- _TASK INSTRUCTIONS_
With the pictures excluded, retype the records that follow exactly.

Stored data entries
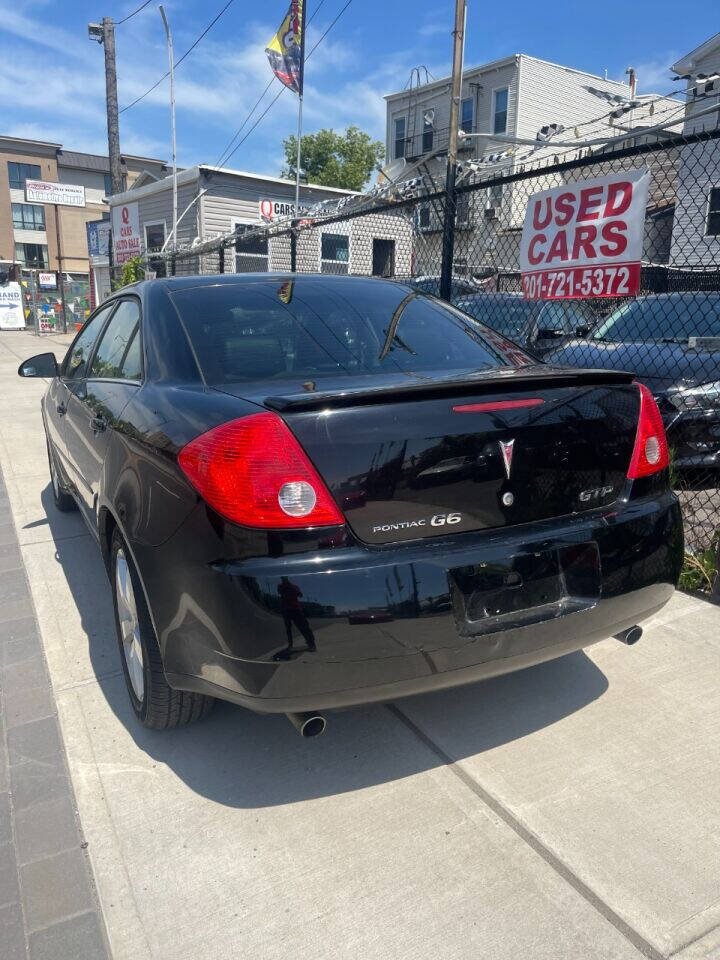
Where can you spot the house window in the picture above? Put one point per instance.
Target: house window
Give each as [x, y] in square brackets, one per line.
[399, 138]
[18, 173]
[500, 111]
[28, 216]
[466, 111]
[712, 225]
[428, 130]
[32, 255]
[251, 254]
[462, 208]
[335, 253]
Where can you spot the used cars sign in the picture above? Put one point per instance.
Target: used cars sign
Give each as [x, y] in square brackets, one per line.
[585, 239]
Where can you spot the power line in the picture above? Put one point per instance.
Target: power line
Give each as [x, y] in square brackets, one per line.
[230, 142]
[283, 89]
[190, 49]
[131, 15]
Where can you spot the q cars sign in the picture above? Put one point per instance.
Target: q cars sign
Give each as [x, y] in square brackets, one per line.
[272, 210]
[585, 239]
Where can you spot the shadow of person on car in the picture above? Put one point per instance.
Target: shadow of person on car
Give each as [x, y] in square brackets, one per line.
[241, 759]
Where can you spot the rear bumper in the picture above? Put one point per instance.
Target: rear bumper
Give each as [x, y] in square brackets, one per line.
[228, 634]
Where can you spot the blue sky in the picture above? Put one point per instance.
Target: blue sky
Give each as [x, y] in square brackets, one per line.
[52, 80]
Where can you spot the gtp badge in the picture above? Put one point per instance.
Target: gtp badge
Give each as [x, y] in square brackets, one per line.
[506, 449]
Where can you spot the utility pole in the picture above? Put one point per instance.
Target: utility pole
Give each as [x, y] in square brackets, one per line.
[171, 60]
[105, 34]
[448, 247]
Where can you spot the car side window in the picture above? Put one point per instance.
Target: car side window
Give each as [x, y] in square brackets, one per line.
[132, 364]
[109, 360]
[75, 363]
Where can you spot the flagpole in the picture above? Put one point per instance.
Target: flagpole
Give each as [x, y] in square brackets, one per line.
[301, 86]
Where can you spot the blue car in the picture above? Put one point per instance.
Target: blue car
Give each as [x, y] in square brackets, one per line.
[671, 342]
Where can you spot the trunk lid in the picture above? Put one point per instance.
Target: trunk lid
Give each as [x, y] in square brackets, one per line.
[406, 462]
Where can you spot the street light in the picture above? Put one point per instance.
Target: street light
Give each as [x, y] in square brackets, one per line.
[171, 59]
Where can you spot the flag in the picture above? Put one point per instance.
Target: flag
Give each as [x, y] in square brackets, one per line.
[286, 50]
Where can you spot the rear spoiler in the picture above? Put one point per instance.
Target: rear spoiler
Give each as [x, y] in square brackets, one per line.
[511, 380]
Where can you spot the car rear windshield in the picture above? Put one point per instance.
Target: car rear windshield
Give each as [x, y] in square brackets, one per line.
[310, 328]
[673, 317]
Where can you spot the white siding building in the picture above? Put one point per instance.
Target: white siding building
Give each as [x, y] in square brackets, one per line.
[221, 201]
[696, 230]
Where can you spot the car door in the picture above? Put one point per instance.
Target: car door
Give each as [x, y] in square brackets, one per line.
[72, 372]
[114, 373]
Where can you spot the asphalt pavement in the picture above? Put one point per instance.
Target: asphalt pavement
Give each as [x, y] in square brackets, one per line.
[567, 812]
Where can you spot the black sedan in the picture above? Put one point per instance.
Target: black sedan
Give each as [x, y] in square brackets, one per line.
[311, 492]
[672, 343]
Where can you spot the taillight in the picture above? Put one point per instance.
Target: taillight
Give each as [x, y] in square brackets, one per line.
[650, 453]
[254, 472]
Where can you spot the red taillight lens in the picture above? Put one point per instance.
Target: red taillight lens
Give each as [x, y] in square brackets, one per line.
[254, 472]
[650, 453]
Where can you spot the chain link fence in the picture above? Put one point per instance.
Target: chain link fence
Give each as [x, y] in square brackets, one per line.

- _SOLVED EXERCISE_
Where can you spot the house window in the picture above? Put one point per instance.
Target: house window
Give each as [x, y] in square brackets, one per line.
[399, 138]
[18, 173]
[500, 111]
[28, 216]
[466, 111]
[712, 225]
[428, 130]
[32, 255]
[251, 254]
[462, 208]
[335, 253]
Where can you spot the used cars sign in the picture above? Put one point per instance.
Target: used cars sign
Give each as [x, y] in square brackets, one per line.
[585, 239]
Where can you spot the power line in the picture above? Put one point per instance.
Target: power line
Give each as [x, y] in square brackets, one per line.
[230, 142]
[283, 89]
[190, 49]
[131, 15]
Where can you spot the q cars sign in the picture above? Put one point per instance.
Target: q cars sign
Give each as [x, y] in square brackets, one per line.
[272, 210]
[585, 239]
Where can you spot the shadow of person on car in the picture above? Put one point per instance.
Target: shadow of person on car
Give each as [x, y] in square brackets, one per line.
[241, 759]
Where can you spot the rear bumper in the picture above? Put one point per instance.
Target: rear bumper
Give each as [x, y] in square brackets, one per line.
[228, 634]
Where can you spot the blue sky in the picture above? Put one point per instance.
Target: blue sky
Give each as [x, y] in square brackets, one per line.
[52, 80]
Where can you spot the gtp badge in the picture above? Put one point per instance.
Target: gtp badge
Give each as [x, y] in square brackets, one per line.
[506, 449]
Where can you spot the utility pole in the picture above? Put one point per instance.
Target: utility pole
Give each as [x, y] in square brackets, one per line.
[171, 60]
[105, 34]
[448, 247]
Where can you spot the car side window in the picture above? Put one point per instance.
Target: car side window
Give each as [x, y] in square brackets, one per line.
[132, 364]
[109, 360]
[75, 363]
Where can you spot the flagpole in the picture above? Put one point per instance.
Target: flagpole
Give each as [x, y] in square brackets, one per line.
[301, 86]
Where can you spot the blue car in the picture above? Put one point per instance.
Target: blue car
Give each as [x, y] in square brackets, one per line.
[671, 342]
Where can you spot the trunk lid in the picture above? Put one point per instance.
Target: trunk lid
Give each as [x, y] in square brackets, one per line.
[406, 462]
Where can you spot the street light in the picture above? Put one point per instance.
Target: street light
Give each as [x, y] in square brackets, one per line.
[171, 59]
Where can you spot the flag in the picture above? Put one point per instance.
Target: flag
Give each as [x, y] in square brackets, one per line.
[286, 50]
Where can you spot the rear spoiler in the picture above? Put one point per instance.
Target: rear spoiler
Give each as [x, y] in square brackets, one per line.
[511, 380]
Where can you spot the car rear windshield in the picture above? Put one point per instance.
Target: car rear windshield
Give each as [x, y] in square brackets, one per line.
[310, 328]
[673, 317]
Where can you spot the white siding building in the picture above? Put one point per instance.
Target: white siding building
Give each as [x, y] in square brackets, one per line.
[221, 201]
[696, 230]
Where can you spot the car door in the picture above? Put one point per instance.
Target: car door
Give each as [x, y] in square brackets, one per line.
[72, 372]
[114, 373]
Where can you spot the asphalt pavement in the picture above? Put one point per instance.
Target: asphalt pavement
Give each as [x, y] in square brackets, one per line.
[567, 812]
Where can you spot the black sedan in the picture above? Put one point per instance.
Target: black sedan
Give each as [x, y] in square brackets, one per line.
[311, 492]
[672, 343]
Where can you spot the taillight in the picture above? Put one point per instance.
Target: taillight
Give each as [x, y] in square brackets, one per line.
[650, 453]
[254, 472]
Where can you spot the red taillight lens in the picture above? Put one point per instance.
Target: red taillight lens
Give each as [x, y] in square brackets, one per line.
[254, 472]
[650, 453]
Where can you spot the chain link fence in the picture above? Put one point per instance.
Target: chain link fence
Give each as [x, y] in square brackets, one per line.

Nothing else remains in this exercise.